Passionné d’aviation, il s’inscrit à une préparation militaire pour apprendre à sauter en parachute; ce qui lui permettra de tisser de nouvelles relations et s’engager dans l’armée française pour accéder à la fonction de sous - lieutenant instructeur à l’école d’artillerie de Châlons sur Marne.
Après cette période, il rencontre son mentor « un grand patron d’industrie », un personnage visiblement haut en couleur privilégiant l’intuition et la confiance qui le nomme directeur d’une fonderie nommée FAVI située en Picardie.
Jean – François Zobrist passe 4 mois à observer et à tisser des liens avec les salariés jusqu’à ce que l’ancien directeur quitte le poste. Il constate de nombreuses lourdeurs de fonctionnement liées à des procédures de contrôle propres aux organisations hiérarchiques : Un exemple illustre les conséquences de cette conception : Pour changer de gants, l’ouvrier devait d’abord rencontrer son chef direct, remplir un bordereau, solliciter le responsable du magasin puis revenir sur son poste de travail qui était en arrêt durant le temps de ce renouvellement. En calculant le temps consacré, il en arrive à la conclusion qu’il est plus simple de laisser les salariés renouveler leurs outils comme ils l’entendent, bref de leur faire confiance.
On apprend également que Jean-François Zobrist à la même époque suit à Paris les cours du CNAM et de l’AFPIMM. Très régulièrement, il rédige des fiches de synthèse sur des méthodes d’organisation industrielle au fur et à mesure des problèmes qu’il rencontre. Fiches que d’ailleurs il publiera dans un livre en auto édition pour partager ses connaissances, fruits d’une confrontation permanente entre la théorie et l’expérience empirique quotidienne. Il rédige plus de 65 fiches qui portent sur des sujets aussi variés que la théorie X et Y de Mac Grégor, la socio-dynamique de JC Fauvet, la démarche Kaizen, les 5 S, le Pert, etc...
Dans un souci d’établir des relations égalitaires entre les salariés, il supprime du vocabulaire de l’entreprise le langage de classe comme les termes d’ouvrières et d’ouvriers qu’il remplace par ceux d’opérateurs et d’opératrices. Ce qui guide son action c’est la recherche permanente d’une certaine simplicité de façon à ce que tout le monde comprenne et intègre sans peine ces nouveaux outils dans l’action quotidienne.
Il s’adresse de façon très directe à ses troupes en les associant à l’élaboration de nouvelles méthodes de travail et à d’autres façons de concevoir les relations d’autorité. C’est ainsi qu’il s’exprima un jour au cours d’une réunion :
"Les pointeuses sont démontées, la porte du magasin dessoudée, les distributeurs de boissons rendus, les sonneries débranchées, ce qui est fait est fait, ce qui est dit est dit ! Nous ne pouvons plus faire marche arrière !

Données affichées -
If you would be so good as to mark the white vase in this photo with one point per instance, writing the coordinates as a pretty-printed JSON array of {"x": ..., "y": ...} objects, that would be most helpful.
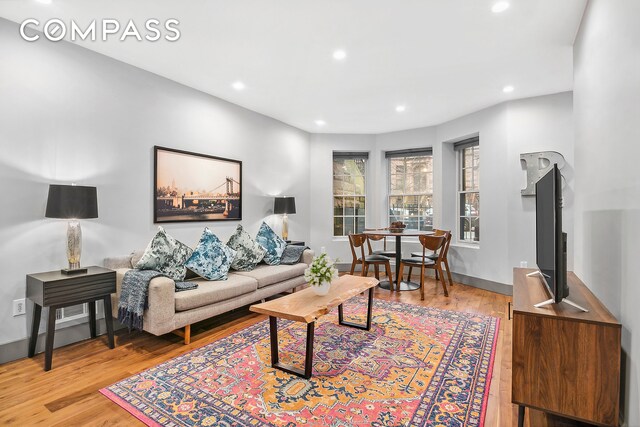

Consigne -
Résumez en deux phrases le texte consacré à Jean-François Zobrist et à la fonderie FAVI.

Résultat -
Passionné d'aviation et devenu sous-lieutenant instructeur, Jean-François Zobrist est nommé par un grand patron d'industrie directeur de la fonderie FAVI en Picardie, où il passe quatre mois à observer les salariés et constate les lourdeurs des procédures de contrôle hiérarchiques. Il choisit alors de faire confiance aux salariés, rédige plus de 65 fiches de synthèse sur des méthodes d'organisation industrielle, remplace les termes d'ouvriers et d'ouvrières par ceux d'opérateurs et d'opératrices et associe ses équipes à l'élaboration de nouvelles méthodes de travail.